Brief: Lines that include the word "dark" should be copied from the listing that follows.

Source data:
::::
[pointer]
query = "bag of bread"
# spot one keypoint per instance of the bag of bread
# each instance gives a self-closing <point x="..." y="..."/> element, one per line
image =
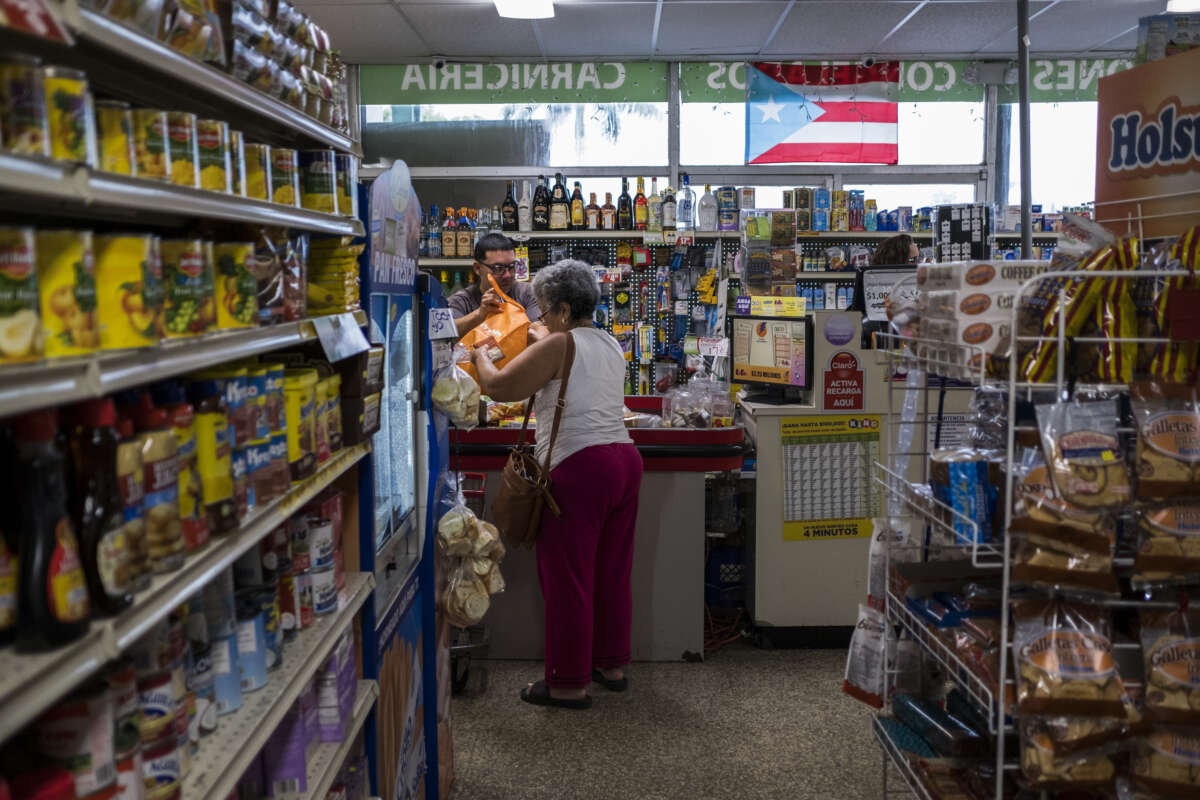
<point x="1167" y="763"/>
<point x="1042" y="517"/>
<point x="1170" y="647"/>
<point x="1080" y="443"/>
<point x="1168" y="456"/>
<point x="1168" y="546"/>
<point x="1065" y="660"/>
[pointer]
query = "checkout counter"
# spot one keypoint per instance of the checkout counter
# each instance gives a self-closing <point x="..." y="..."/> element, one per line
<point x="669" y="555"/>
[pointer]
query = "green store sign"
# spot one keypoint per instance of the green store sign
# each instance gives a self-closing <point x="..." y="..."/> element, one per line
<point x="714" y="82"/>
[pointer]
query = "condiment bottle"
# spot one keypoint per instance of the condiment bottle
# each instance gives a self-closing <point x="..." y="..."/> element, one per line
<point x="99" y="509"/>
<point x="160" y="462"/>
<point x="172" y="398"/>
<point x="53" y="605"/>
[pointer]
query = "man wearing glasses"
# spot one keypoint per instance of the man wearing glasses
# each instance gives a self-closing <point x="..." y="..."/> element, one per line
<point x="477" y="302"/>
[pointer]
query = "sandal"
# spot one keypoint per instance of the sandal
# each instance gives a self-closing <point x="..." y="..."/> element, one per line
<point x="539" y="695"/>
<point x="619" y="685"/>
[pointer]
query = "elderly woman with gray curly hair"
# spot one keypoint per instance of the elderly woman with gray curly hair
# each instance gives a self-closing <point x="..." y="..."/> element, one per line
<point x="586" y="555"/>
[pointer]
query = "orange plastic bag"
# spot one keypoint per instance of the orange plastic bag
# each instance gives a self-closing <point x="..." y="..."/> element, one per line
<point x="508" y="330"/>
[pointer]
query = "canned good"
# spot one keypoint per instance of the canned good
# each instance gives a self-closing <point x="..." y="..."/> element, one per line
<point x="324" y="590"/>
<point x="213" y="155"/>
<point x="285" y="176"/>
<point x="24" y="127"/>
<point x="66" y="103"/>
<point x="237" y="163"/>
<point x="129" y="290"/>
<point x="187" y="274"/>
<point x="66" y="277"/>
<point x="21" y="308"/>
<point x="77" y="735"/>
<point x="183" y="149"/>
<point x="318" y="180"/>
<point x="114" y="128"/>
<point x="258" y="172"/>
<point x="150" y="143"/>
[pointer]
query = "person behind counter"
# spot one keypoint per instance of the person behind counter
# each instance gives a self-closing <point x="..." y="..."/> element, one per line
<point x="586" y="555"/>
<point x="493" y="256"/>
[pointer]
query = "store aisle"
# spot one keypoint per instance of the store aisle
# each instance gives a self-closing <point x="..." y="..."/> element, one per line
<point x="748" y="725"/>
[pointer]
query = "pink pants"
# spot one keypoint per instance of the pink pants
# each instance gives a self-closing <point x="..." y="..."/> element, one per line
<point x="585" y="561"/>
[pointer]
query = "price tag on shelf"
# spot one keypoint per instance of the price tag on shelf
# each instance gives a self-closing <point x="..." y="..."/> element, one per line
<point x="340" y="336"/>
<point x="442" y="324"/>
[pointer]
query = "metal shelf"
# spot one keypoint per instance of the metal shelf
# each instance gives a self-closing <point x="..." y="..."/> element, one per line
<point x="24" y="388"/>
<point x="31" y="683"/>
<point x="329" y="757"/>
<point x="225" y="756"/>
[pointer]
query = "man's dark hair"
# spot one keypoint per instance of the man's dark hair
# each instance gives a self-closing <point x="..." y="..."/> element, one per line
<point x="490" y="244"/>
::::
Answer space:
query = "man's dark hair"
# spot one keypoint per instance of the man's dark hair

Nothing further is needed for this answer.